Objectives:
[a] Answer these questions from the Muscatine bond case text, one line each:
(i) How many votes were cast against the rescission and loan?
(ii) Upon surrender of a bond before January 1, 1876, what was the holder entitled to?
(iii) What was the city's second defense?
[b] Carry the Muscatine bond case text on from its last line.

## Start Source extract

Three hundred and twenty-six votes were given for the rescission and loan, and five against it.
The city accordingly issued its bonds, the form of them, somewhat special, being thus:
"Bond of the City of Muscatine"
"UNITED STATES OF AMERICA"
"$1000 No. 51"
"Be it known that the City of Muscatine owes to Adam Ogilvie, or bearer, the sum of one thousand dollars for money borrowed,
the receipt whereof is hereby acknowledged, and which sum the said City of Muscatine hereby promises to pay, at the office of E. W. Clark, Dodge & Co., in the City of New York, on the first day of January, eighteen hundred and seventy-six (January 1st, 1876), with interest on said sum of one thousand dollars at the annual rate of ten percent, payable semiannually, on the 1st day of January and 1st day of July in each year, and the faith of the City of Muscatine is hereby pledged for the semiannual payments of interest and the ultimate redemption of the principal."
"Upon the surrender of this bond to A. C. Flagg, treasurer in trust, at any time previous to said 1st January, 1876, the holder hereof will be entitled to ten shares of the capital stock of the Mississippi & Missouri Railroad Company, in satisfaction thereof."
"Whereof J. H. Wall. Mayor of the City of Muscatine, does hereby certify that by a vote of the legal electors of the said City of Muscatine, at an election held 13th August, 1855, in accordance with an ordinance of the Common Council sanctioning the same, that the said city was authorized to borrow the sum of one hundred and thirty thousand dollars, and to issue its bonds therefor, bearing interest an ten percent per annum, and that the above is one of the bonds given for said loan."
"In testimony whereof, I have hereunto set my hand and affixed the seal of said city this thirty-first day of December, A.D. 1858."
"J. H. WALLACE, Mayor"
"D. S. JOHNSON, Recorder."
The coupons were in this form:
"The City of Muscatine will pay the bearer, on the 1st day of January, 1860, twenty-five dollars, at the office of E. W. Clark, Dodge & Co., in the City of New York, interest due on their bond No. 51."
"J. H. WALLACE, Mayor"
A number of the bonds thus issued having got into the hands of the plaintiffs, and the interest being unpaid, they brought suit to recover it. The city set up various defenses, as follows:
1. That there was no authority in the charter of the City of Muscatine under which money may be borrowed to aid in the construction of railroads.
2. Because the interest was made payable in New York city, instead of at the Treasury of the City of Muscatine.

## End Source extract
## Start Material supplied

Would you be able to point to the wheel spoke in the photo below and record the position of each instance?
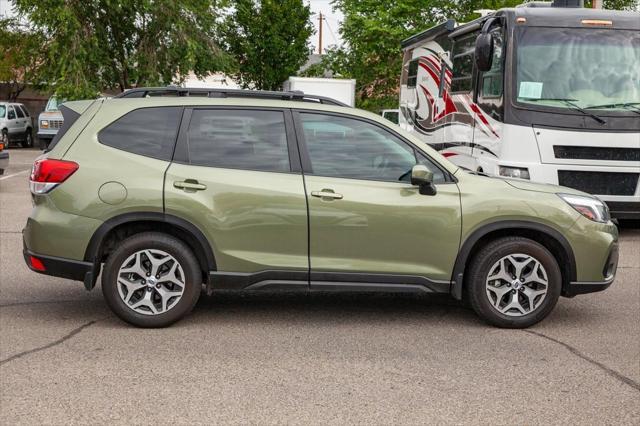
(521, 276)
(501, 273)
(499, 292)
(131, 288)
(514, 303)
(137, 267)
(532, 295)
(156, 277)
(166, 295)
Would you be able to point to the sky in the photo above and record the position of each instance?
(331, 26)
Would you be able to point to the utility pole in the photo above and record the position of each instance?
(320, 19)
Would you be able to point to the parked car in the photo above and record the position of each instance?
(4, 156)
(261, 190)
(15, 124)
(49, 121)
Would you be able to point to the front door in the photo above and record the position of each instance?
(367, 223)
(234, 177)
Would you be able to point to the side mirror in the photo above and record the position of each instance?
(484, 52)
(422, 177)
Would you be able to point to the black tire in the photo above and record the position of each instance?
(154, 241)
(479, 271)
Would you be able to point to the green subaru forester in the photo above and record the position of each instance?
(244, 190)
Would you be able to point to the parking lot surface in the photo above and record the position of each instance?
(265, 358)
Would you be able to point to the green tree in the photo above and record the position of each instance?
(98, 45)
(20, 57)
(269, 40)
(372, 32)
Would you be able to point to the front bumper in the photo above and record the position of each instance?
(575, 288)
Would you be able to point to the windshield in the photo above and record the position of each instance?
(578, 67)
(53, 104)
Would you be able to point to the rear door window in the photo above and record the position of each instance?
(147, 131)
(238, 139)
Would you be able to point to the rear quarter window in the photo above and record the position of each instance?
(147, 131)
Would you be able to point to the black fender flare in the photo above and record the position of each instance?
(457, 278)
(95, 244)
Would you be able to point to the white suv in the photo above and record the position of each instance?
(15, 124)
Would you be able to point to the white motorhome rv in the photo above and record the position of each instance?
(544, 91)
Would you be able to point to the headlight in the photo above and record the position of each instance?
(514, 172)
(589, 207)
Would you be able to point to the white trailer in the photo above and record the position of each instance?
(339, 89)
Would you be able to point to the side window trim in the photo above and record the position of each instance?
(175, 140)
(181, 152)
(306, 160)
(481, 75)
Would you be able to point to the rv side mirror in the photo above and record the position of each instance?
(484, 51)
(422, 177)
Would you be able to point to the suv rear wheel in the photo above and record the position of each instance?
(514, 282)
(151, 280)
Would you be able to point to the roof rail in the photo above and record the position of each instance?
(295, 95)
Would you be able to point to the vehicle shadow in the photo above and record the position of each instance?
(327, 308)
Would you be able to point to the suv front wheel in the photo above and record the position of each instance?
(151, 280)
(514, 282)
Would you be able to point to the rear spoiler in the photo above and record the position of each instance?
(78, 106)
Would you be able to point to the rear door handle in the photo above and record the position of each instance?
(189, 184)
(326, 194)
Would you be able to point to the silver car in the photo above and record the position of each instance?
(49, 122)
(15, 124)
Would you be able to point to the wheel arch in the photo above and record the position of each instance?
(550, 238)
(125, 225)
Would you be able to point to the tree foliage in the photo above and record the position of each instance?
(268, 39)
(97, 45)
(372, 32)
(20, 56)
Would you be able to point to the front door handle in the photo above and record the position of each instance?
(189, 184)
(326, 194)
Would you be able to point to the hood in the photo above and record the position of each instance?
(542, 187)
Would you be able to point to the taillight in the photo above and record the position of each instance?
(46, 174)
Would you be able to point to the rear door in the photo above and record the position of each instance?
(367, 223)
(21, 120)
(236, 175)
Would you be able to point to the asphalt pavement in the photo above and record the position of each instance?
(268, 358)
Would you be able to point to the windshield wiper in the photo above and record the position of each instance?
(630, 106)
(574, 106)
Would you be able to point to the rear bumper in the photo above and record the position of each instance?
(582, 287)
(86, 272)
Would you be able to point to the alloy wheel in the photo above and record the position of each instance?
(517, 285)
(151, 282)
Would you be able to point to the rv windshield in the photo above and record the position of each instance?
(588, 68)
(53, 104)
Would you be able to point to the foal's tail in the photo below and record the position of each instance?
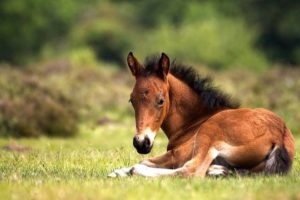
(280, 159)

## End Material supplied

Expected outputs:
[a]
(i) Five.
(ii) Ten shares of the capital stock of the Mississippi & Missouri Railroad Company.
(iii) That the interest was made payable in New York City instead of at the Treasury of the City of Muscatine.

[b]
3. Because, in the stipulation to pay the interest semiannually at the rate of ten percent, the authority conferred by the vote which limited the rate of interest to "not higher than ten percent per annum," was transcended and a usurious rate agreed to be paid.
4. Because the stock of the Mississippi & Missouri Railroad Company, for which said bonds and coupons were issued was, without authority from the city, placed in the hands of a trustee and entirely beyond its control.
5. Because, under the authority to borrow a sum of money, no money was ever borrowed by the city, but instead, these bonds were delivered to the officers of the Mississippi & Missouri Railroad Company, and by their agents and brokers sold to the plaintiffs at a price greatly below their par value.
[An amended answer to the claim averred, "that the said bonds were by the officers of said railroad company, and their agents and brokers, sold to the plaintiffs at a price greatly below their par value; that at the time said bonds and coupons were received by said plaintiffs, they had full knowledge of the fact that said bonds had been issued for the purpose of aiding in the construction of said Mississippi & Missouri Railroad."]
6. Because the ordinance on which the vote for a loan was taken was void, because it submitted three distinct propositions in one, and in such a manner as to cut off an effective opposition from all voters who were against the whole of the propositions.
7. Because, finally, the legislature had no constitutional power to authorize the issue of such bonds, and that hence they are void.
To these defenses there was a demurrer, which demurrer the court overruled, giving judgment in favor of the city. On appeal, the questions here were the same as they were
below -- that is to say, whether the defenses set up by the city were sufficient defenses to the claim for payment of the coupons in the hands of bona fide holders for value.